WORK INSTRUCTIONS: Find the line containing "Can you spot the whippet". Reproduce it and every line after it up to the end of the records, exactly as written.

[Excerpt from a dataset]
____________

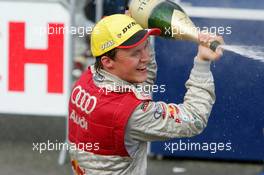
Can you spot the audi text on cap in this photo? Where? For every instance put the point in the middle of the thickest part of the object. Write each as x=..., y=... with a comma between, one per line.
x=119, y=31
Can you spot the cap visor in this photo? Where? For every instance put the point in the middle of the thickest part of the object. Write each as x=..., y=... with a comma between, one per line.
x=139, y=38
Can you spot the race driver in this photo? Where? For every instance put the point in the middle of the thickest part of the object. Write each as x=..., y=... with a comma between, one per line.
x=111, y=119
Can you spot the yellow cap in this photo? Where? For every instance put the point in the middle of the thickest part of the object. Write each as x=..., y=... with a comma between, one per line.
x=112, y=31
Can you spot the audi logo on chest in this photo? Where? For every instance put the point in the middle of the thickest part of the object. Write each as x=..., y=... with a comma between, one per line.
x=83, y=100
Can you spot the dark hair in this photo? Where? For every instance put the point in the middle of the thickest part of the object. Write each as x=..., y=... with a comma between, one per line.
x=98, y=63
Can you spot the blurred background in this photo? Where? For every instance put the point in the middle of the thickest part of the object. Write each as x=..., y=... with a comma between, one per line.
x=39, y=62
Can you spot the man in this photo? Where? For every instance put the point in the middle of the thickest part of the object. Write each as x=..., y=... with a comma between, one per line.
x=111, y=119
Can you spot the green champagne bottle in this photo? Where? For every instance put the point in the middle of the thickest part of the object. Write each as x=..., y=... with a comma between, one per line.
x=169, y=17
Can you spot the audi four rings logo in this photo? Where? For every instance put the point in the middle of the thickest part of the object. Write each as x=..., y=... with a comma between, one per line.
x=83, y=100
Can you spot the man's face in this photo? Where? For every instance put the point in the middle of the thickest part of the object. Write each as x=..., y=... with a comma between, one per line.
x=131, y=64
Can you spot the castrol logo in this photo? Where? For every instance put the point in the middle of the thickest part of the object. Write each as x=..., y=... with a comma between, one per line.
x=83, y=100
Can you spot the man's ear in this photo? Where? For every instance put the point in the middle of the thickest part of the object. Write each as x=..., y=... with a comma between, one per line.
x=107, y=62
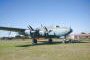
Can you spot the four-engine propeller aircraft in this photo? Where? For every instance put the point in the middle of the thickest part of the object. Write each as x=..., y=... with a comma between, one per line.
x=43, y=31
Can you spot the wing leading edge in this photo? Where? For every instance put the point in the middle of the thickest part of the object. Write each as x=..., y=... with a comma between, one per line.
x=12, y=29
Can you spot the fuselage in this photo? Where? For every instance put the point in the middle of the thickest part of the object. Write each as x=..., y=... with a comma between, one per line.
x=54, y=31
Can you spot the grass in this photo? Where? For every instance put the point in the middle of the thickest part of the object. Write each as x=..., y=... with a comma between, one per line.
x=23, y=50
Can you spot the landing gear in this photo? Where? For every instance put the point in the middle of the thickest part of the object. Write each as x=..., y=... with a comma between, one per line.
x=50, y=40
x=63, y=41
x=34, y=41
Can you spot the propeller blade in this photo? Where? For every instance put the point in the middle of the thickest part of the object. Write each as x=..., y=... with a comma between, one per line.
x=30, y=28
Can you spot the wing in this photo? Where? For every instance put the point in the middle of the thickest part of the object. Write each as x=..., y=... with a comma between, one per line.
x=12, y=29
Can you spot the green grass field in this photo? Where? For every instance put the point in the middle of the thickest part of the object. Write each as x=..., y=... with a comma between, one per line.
x=23, y=50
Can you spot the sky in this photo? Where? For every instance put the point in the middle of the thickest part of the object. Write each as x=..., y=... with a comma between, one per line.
x=21, y=13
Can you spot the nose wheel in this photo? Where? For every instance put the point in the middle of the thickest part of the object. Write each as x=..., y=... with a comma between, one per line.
x=50, y=40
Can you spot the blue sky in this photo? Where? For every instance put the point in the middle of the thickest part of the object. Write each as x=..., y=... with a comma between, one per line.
x=21, y=13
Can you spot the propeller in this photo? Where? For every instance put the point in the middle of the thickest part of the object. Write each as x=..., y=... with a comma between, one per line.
x=33, y=33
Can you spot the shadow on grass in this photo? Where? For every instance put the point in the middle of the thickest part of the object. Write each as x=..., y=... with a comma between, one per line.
x=54, y=43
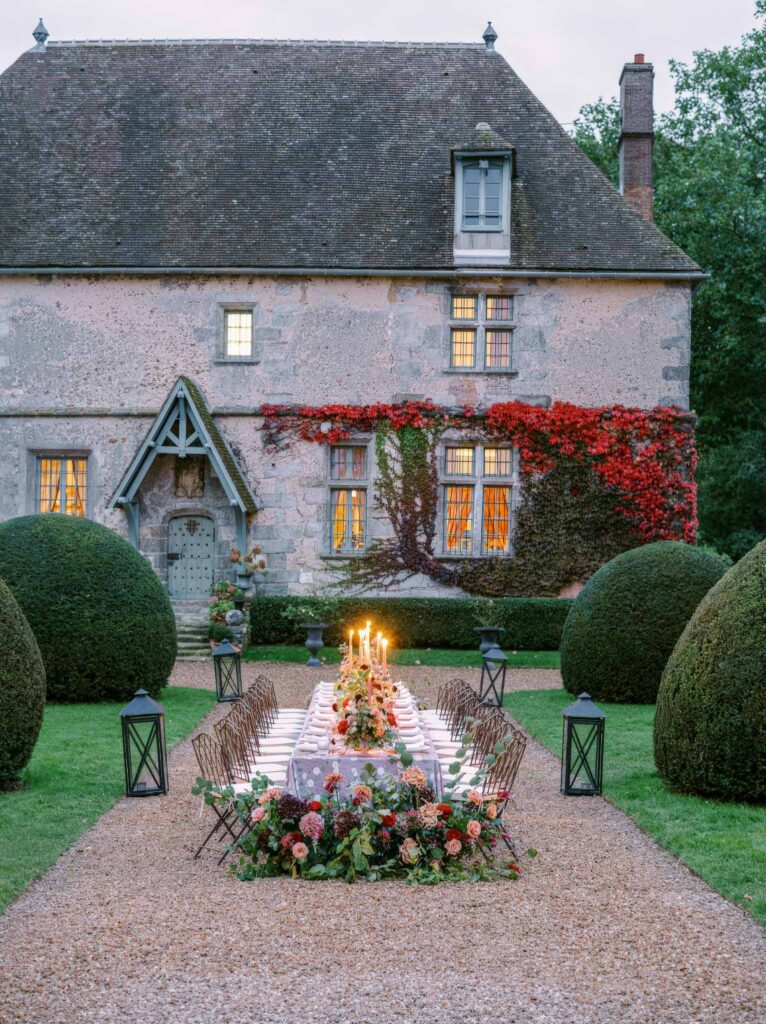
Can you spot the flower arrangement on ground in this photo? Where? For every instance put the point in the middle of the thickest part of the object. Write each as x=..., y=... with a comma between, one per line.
x=385, y=827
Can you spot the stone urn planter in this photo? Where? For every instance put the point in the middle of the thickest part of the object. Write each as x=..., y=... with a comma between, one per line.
x=244, y=579
x=490, y=636
x=314, y=641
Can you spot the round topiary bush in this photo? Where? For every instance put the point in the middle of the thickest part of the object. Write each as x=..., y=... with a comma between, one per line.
x=710, y=729
x=22, y=690
x=623, y=627
x=100, y=616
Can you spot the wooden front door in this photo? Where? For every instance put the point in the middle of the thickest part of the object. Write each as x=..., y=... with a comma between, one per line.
x=190, y=556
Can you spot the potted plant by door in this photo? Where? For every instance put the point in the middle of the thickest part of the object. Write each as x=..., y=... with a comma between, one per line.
x=247, y=565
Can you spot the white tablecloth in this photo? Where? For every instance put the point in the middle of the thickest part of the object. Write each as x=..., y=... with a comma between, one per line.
x=307, y=770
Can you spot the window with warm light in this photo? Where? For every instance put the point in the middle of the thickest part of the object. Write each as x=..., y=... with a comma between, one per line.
x=238, y=334
x=481, y=333
x=477, y=488
x=348, y=464
x=62, y=484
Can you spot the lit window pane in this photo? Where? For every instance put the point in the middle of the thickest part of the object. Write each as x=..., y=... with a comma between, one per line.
x=463, y=348
x=498, y=348
x=348, y=507
x=497, y=535
x=459, y=462
x=62, y=485
x=239, y=333
x=464, y=307
x=499, y=306
x=497, y=462
x=348, y=462
x=459, y=519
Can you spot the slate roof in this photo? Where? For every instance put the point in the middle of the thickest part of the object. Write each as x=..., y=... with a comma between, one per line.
x=258, y=154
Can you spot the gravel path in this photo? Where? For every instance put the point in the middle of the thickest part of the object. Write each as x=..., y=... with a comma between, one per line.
x=602, y=927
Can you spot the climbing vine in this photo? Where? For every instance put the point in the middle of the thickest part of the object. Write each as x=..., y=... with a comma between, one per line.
x=595, y=482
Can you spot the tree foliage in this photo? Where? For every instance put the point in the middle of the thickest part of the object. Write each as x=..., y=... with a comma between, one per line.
x=710, y=198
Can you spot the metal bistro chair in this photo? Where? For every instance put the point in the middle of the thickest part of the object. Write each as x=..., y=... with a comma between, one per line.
x=236, y=751
x=212, y=767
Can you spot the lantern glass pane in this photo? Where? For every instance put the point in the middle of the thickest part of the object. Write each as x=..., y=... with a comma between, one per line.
x=584, y=769
x=143, y=756
x=227, y=677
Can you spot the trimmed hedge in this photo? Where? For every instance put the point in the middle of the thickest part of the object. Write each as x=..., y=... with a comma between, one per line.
x=710, y=728
x=100, y=616
x=530, y=624
x=22, y=690
x=626, y=621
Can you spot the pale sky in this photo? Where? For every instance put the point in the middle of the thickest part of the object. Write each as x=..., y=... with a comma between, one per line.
x=569, y=52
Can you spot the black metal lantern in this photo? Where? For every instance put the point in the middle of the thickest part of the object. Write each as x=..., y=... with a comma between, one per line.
x=227, y=672
x=492, y=684
x=583, y=749
x=488, y=636
x=315, y=641
x=143, y=747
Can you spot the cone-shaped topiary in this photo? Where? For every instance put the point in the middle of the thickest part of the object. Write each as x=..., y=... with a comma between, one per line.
x=710, y=729
x=22, y=690
x=99, y=614
x=621, y=630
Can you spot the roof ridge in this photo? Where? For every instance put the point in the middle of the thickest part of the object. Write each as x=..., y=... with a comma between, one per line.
x=265, y=42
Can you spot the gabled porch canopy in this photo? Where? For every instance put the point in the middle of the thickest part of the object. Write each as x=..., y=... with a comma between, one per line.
x=185, y=427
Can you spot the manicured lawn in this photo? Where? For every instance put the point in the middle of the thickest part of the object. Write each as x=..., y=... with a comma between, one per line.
x=723, y=843
x=454, y=658
x=75, y=775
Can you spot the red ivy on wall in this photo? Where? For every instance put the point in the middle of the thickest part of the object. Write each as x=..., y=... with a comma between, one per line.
x=647, y=457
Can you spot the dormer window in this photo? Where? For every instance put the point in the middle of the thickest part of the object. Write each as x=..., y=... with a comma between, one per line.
x=482, y=199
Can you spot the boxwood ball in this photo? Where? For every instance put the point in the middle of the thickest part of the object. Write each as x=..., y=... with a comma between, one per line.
x=22, y=690
x=100, y=616
x=624, y=625
x=710, y=728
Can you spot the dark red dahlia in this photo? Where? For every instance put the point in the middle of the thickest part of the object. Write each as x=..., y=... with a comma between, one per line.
x=344, y=822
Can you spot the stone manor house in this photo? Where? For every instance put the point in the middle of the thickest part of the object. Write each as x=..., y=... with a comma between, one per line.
x=190, y=229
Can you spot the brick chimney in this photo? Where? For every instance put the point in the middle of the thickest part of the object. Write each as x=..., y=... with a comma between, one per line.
x=637, y=134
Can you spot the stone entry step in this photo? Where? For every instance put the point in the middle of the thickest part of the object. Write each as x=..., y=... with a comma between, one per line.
x=192, y=630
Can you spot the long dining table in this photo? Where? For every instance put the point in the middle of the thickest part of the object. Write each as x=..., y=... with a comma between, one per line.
x=320, y=751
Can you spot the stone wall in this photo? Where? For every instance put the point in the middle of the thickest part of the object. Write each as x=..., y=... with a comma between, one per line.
x=101, y=353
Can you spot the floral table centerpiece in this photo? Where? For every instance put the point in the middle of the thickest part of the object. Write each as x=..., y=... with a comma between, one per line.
x=365, y=694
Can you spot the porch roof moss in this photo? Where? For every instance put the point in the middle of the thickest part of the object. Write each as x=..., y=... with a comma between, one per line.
x=221, y=448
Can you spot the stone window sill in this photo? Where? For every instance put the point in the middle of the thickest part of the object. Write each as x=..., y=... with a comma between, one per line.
x=482, y=373
x=232, y=361
x=338, y=557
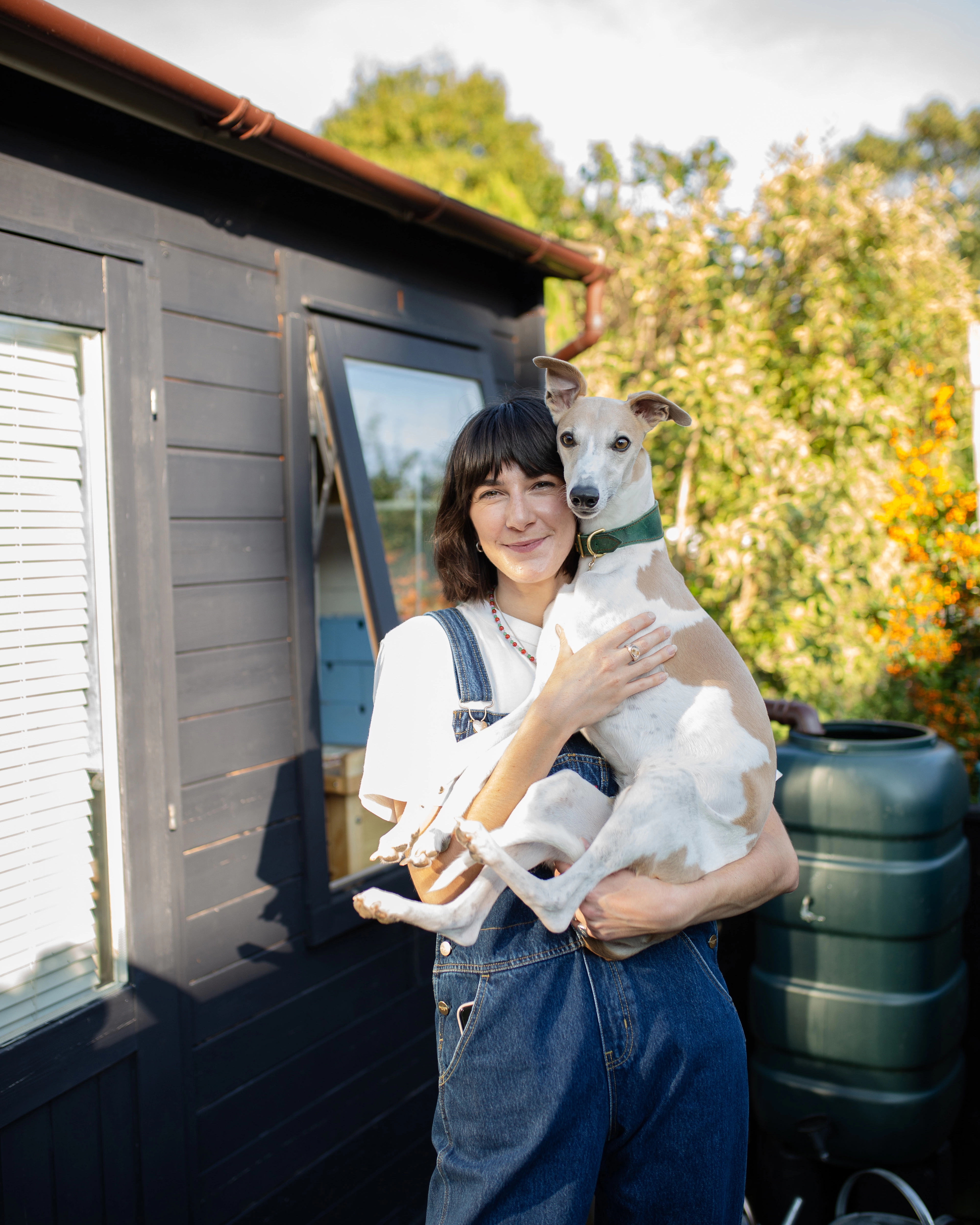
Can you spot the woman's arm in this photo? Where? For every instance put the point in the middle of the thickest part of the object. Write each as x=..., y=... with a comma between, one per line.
x=625, y=904
x=585, y=687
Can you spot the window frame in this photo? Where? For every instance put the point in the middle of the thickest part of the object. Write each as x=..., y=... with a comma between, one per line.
x=342, y=333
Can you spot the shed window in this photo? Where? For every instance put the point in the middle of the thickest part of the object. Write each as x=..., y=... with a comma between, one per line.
x=62, y=930
x=407, y=421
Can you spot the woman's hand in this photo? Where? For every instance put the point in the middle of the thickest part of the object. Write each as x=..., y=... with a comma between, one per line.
x=589, y=684
x=625, y=904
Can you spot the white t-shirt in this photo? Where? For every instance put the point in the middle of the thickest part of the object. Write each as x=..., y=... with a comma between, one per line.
x=416, y=699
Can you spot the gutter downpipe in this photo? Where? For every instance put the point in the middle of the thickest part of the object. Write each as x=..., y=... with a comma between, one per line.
x=595, y=322
x=241, y=119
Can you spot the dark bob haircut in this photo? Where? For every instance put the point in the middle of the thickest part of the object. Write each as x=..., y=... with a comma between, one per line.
x=518, y=432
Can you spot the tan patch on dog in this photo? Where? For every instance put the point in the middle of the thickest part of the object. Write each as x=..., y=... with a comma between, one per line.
x=661, y=581
x=674, y=868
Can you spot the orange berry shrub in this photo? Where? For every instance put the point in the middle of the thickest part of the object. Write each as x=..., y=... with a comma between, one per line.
x=932, y=624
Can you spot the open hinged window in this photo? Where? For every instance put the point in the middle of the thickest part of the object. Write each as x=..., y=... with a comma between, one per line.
x=385, y=408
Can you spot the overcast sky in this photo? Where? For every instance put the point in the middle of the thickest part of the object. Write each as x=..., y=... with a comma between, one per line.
x=750, y=73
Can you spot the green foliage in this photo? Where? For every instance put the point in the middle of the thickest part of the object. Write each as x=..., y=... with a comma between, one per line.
x=791, y=334
x=787, y=334
x=939, y=144
x=454, y=134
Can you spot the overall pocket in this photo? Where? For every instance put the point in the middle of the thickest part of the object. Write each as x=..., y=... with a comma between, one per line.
x=697, y=941
x=460, y=999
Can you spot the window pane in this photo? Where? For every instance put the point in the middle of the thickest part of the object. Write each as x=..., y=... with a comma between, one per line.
x=407, y=421
x=59, y=804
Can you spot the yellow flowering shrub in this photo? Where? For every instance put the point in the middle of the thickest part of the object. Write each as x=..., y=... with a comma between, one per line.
x=932, y=624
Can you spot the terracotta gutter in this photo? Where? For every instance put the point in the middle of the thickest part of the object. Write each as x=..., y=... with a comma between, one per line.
x=243, y=122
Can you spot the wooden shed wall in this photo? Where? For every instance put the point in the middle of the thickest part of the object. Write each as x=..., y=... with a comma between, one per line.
x=303, y=1083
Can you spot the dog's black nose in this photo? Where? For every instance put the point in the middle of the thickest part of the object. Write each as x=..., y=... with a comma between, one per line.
x=584, y=498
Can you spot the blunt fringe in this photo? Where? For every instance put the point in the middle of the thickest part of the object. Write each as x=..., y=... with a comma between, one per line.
x=516, y=432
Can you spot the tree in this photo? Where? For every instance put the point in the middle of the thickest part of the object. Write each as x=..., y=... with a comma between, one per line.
x=454, y=134
x=942, y=146
x=787, y=334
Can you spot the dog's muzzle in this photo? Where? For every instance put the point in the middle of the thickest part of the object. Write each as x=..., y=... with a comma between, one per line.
x=584, y=498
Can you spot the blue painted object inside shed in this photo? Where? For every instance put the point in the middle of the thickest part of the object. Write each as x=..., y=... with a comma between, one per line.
x=347, y=676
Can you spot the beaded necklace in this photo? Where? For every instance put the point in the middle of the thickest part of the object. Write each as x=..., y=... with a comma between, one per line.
x=512, y=641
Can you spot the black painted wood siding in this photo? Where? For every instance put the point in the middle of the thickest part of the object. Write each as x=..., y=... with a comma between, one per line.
x=307, y=1075
x=312, y=1069
x=74, y=1161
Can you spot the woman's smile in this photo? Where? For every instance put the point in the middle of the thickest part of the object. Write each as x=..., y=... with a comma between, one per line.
x=524, y=547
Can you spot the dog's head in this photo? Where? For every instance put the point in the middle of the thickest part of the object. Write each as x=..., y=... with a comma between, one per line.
x=601, y=440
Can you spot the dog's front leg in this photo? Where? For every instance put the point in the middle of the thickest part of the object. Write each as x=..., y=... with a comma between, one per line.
x=567, y=812
x=460, y=919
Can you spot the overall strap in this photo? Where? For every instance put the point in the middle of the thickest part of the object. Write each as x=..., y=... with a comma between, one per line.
x=472, y=679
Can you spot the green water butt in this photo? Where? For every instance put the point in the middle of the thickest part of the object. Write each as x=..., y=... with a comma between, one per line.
x=859, y=972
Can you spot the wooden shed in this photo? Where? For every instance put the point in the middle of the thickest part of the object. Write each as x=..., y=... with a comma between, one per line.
x=232, y=356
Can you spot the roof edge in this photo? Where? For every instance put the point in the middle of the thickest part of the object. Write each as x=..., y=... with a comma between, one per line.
x=258, y=135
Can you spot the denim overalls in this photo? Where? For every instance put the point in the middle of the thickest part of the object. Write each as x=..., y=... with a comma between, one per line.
x=564, y=1076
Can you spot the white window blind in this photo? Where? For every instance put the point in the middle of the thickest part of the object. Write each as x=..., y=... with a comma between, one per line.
x=56, y=930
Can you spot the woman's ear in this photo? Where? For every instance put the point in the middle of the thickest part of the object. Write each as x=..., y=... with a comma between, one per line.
x=563, y=384
x=652, y=410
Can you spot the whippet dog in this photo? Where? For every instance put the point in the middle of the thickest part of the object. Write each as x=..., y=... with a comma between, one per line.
x=695, y=756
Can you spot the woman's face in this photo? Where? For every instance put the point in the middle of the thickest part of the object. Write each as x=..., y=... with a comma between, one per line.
x=524, y=525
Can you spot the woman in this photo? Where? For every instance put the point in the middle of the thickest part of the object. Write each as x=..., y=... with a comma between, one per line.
x=563, y=1076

____________

OUTPUT FOR THIS EXERCISE:
Can you spot the whippet dog in this photo? Where? For every instance put the point in the middle of the thickest part of the object. Write each as x=..., y=... with a comma between, one per line.
x=695, y=756
Can you spot the woman's face in this photo? Where? For every instance put the point in the middle of the thickest part of the object. Write each as x=..., y=... with a comma between, one per line.
x=524, y=525
Can you spot the woman in this photo? Where? For every instance put the point in the middle of the thickest part of the object. Write each as x=..., y=... with a comma between, one per line.
x=563, y=1076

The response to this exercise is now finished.